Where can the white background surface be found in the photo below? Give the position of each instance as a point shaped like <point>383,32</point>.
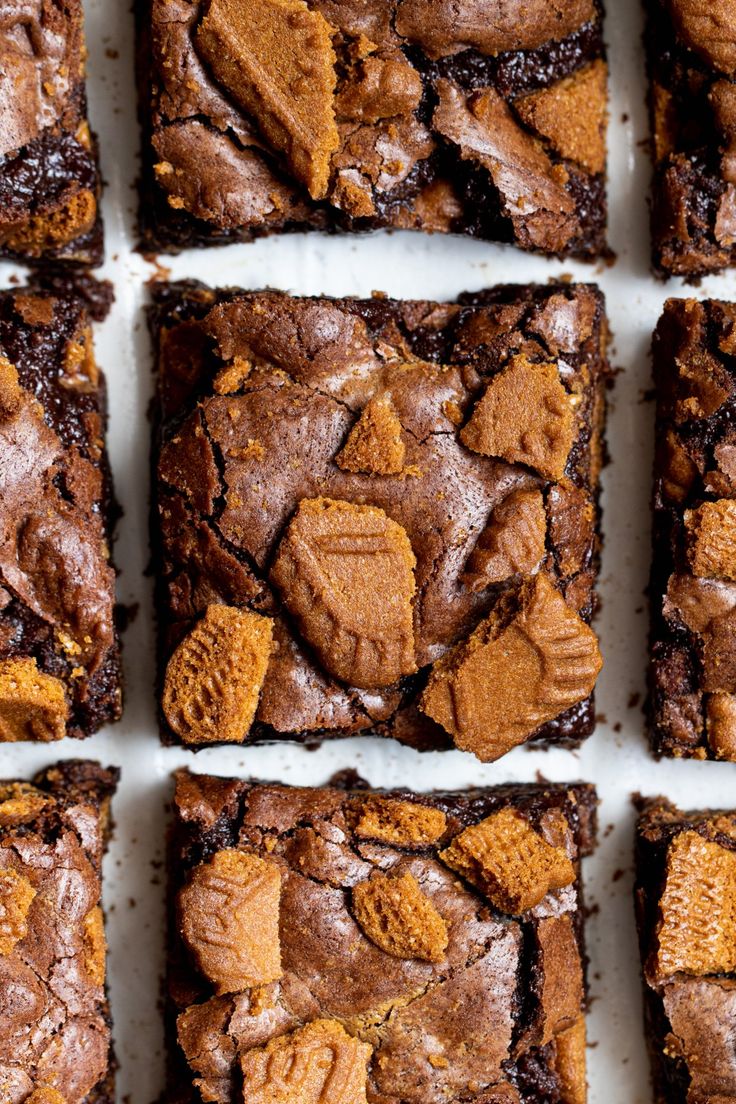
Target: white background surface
<point>409,265</point>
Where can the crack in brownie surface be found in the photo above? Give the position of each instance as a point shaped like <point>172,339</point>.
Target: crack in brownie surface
<point>403,496</point>
<point>60,665</point>
<point>55,1032</point>
<point>290,115</point>
<point>49,176</point>
<point>327,948</point>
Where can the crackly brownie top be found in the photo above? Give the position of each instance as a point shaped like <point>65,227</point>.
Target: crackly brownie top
<point>48,172</point>
<point>402,113</point>
<point>59,656</point>
<point>694,619</point>
<point>360,947</point>
<point>686,888</point>
<point>370,512</point>
<point>54,1025</point>
<point>692,59</point>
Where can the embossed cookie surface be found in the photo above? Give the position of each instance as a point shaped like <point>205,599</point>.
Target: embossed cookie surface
<point>230,916</point>
<point>345,572</point>
<point>213,679</point>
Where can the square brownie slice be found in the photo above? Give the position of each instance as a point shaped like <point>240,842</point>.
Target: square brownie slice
<point>409,948</point>
<point>692,673</point>
<point>691,51</point>
<point>55,1031</point>
<point>685,902</point>
<point>49,174</point>
<point>379,516</point>
<point>283,115</point>
<point>60,662</point>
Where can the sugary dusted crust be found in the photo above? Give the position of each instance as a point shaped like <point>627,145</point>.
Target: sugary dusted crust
<point>403,494</point>
<point>416,988</point>
<point>49,173</point>
<point>691,52</point>
<point>685,904</point>
<point>692,675</point>
<point>60,662</point>
<point>294,115</point>
<point>53,834</point>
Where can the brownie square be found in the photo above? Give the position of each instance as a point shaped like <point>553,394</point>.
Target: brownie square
<point>377,516</point>
<point>685,902</point>
<point>693,585</point>
<point>691,51</point>
<point>55,1030</point>
<point>368,947</point>
<point>60,664</point>
<point>49,174</point>
<point>352,115</point>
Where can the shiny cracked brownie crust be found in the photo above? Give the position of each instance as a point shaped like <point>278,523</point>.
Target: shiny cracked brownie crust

★ ★ ★ ★

Which lines in the data hold the string "shiny"? Copy each of them.

▶ **Task answer**
Where can the shiny cracked brownie crust be found in the photo above? Give the position of each instance as a point shaped like <point>278,523</point>.
Target: shiny cracked brownie crust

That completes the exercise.